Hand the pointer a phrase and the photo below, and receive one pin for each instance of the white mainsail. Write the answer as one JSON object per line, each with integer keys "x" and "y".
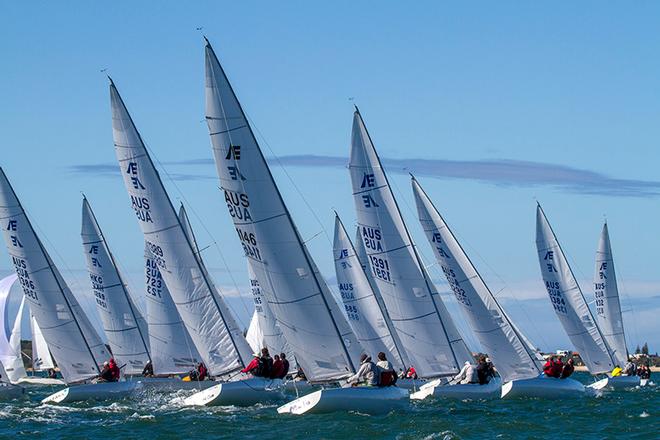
{"x": 172, "y": 350}
{"x": 368, "y": 320}
{"x": 72, "y": 339}
{"x": 432, "y": 342}
{"x": 10, "y": 342}
{"x": 41, "y": 357}
{"x": 218, "y": 339}
{"x": 498, "y": 337}
{"x": 123, "y": 323}
{"x": 608, "y": 305}
{"x": 267, "y": 324}
{"x": 298, "y": 297}
{"x": 567, "y": 299}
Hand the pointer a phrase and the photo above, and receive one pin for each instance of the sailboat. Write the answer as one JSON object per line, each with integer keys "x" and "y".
{"x": 608, "y": 313}
{"x": 366, "y": 313}
{"x": 432, "y": 342}
{"x": 212, "y": 328}
{"x": 568, "y": 301}
{"x": 517, "y": 361}
{"x": 74, "y": 343}
{"x": 301, "y": 302}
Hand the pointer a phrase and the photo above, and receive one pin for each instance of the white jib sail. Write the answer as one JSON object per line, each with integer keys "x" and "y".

** TASK INSTRUCTIONS **
Could you output the entire listing verbatim while omitting its pictures?

** ANSWER TO THIS EXERCISE **
Hand the pointer a phrase and the photo below, and receive one pin for each instance of the white mainsail. Write the answer as one JSON object per line, each with integer keys "x" and "y".
{"x": 172, "y": 350}
{"x": 368, "y": 320}
{"x": 72, "y": 339}
{"x": 432, "y": 342}
{"x": 10, "y": 342}
{"x": 41, "y": 357}
{"x": 218, "y": 339}
{"x": 498, "y": 337}
{"x": 123, "y": 323}
{"x": 608, "y": 305}
{"x": 267, "y": 324}
{"x": 298, "y": 297}
{"x": 567, "y": 299}
Hand the pointer a phrase and the photo above, and receive one pin for each instance of the sailboat. Write the answer as one JSON object per line, each with integer keys "x" and "y".
{"x": 608, "y": 313}
{"x": 366, "y": 313}
{"x": 432, "y": 342}
{"x": 212, "y": 328}
{"x": 568, "y": 301}
{"x": 517, "y": 361}
{"x": 74, "y": 343}
{"x": 301, "y": 302}
Hand the pointer a phrase and the photo above, and receive one pin for each instance of the white jib sail. Write the answer as one JSON object per line, each with integer keys "x" and "y".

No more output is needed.